▸ TEXT SECTION:
** BEGIN **
# Black and Decker 24v drill



## Shanomac21 (Dec 31, 2008)

I just picked this drill up for fifty dollars along with about 60 bits, has anybody heard anything about it?


----------



## Just Bill (Dec 29, 2008)

As a pro, I would never consider anything from B&D, and I don't even like the weight of the 18V drills. They wear you down fast if it is a long job. I will have to admit the price is good, if it lasts.


----------



## firehawkmph (Apr 26, 2008)

Shano,
Guess it depends on how much you are going to use it. Should be ok for the price. Home Depot had dewalt 18v drills on sale the day after thanksgiving for 99.00. Drill, two batteries and a charger in a nice plastic case. Good deal for dewalt. I bought two just for the batteries.
Mike Hawkins


----------



## Shanomac21 (Dec 31, 2008)
** END **
▸ EXERCISE 1:
Translate the following sentence from the drill thread into Spanish: "Home Depot had dewalt 18v drills on sale the day after thanksgiving for 99.00."
▸ EXERCISE 2:
In the drill thread, swap "weight" for "noise" and write out the passage from "As a pro, I" to "if it lasts.".

(Dataset entries)
** BEGIN **
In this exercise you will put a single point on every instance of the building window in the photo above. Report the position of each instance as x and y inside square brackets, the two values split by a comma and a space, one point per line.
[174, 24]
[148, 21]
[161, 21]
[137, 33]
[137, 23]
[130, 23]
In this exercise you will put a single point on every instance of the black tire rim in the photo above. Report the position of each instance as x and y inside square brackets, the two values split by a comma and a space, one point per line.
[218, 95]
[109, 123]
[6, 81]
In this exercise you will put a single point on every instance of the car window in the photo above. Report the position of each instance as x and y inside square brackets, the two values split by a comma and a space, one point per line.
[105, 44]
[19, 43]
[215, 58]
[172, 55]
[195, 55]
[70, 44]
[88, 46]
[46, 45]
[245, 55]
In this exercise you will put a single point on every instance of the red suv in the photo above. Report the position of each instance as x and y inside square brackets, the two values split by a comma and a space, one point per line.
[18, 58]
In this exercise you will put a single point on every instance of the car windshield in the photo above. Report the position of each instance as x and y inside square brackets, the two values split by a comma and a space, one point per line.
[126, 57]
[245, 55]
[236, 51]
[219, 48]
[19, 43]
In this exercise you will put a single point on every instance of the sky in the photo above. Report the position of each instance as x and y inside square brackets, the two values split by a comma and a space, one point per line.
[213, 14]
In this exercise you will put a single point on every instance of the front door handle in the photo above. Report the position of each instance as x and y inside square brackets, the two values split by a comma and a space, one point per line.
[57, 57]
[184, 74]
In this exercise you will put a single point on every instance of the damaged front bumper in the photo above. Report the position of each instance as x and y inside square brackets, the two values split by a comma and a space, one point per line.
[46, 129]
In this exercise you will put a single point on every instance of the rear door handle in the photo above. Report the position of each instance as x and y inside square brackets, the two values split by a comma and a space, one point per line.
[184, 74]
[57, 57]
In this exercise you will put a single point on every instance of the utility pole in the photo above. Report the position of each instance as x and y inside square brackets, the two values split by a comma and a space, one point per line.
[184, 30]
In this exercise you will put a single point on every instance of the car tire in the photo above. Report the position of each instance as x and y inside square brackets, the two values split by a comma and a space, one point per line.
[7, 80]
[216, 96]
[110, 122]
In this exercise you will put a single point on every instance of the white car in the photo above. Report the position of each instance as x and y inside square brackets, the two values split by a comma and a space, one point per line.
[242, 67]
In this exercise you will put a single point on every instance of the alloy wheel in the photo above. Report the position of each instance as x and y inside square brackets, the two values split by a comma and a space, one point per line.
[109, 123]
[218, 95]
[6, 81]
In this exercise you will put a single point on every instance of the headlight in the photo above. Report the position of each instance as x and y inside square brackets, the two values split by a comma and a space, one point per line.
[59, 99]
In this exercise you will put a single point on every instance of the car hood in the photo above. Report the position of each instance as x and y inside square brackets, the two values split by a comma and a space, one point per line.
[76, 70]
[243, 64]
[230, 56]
** END **
▸ CORRECT OUTPUT 1:
Home Depot tenía taladros dewalt de 18v en oferta el día después de Acción de Gracias por 99.00.

▸ CORRECT OUTPUT 2:
As a pro, I would never consider anything from B&D, and I don't even like the noise of the 18V drills. They wear you down fast if it is a long job. I will have to admit the price is good, if it lasts.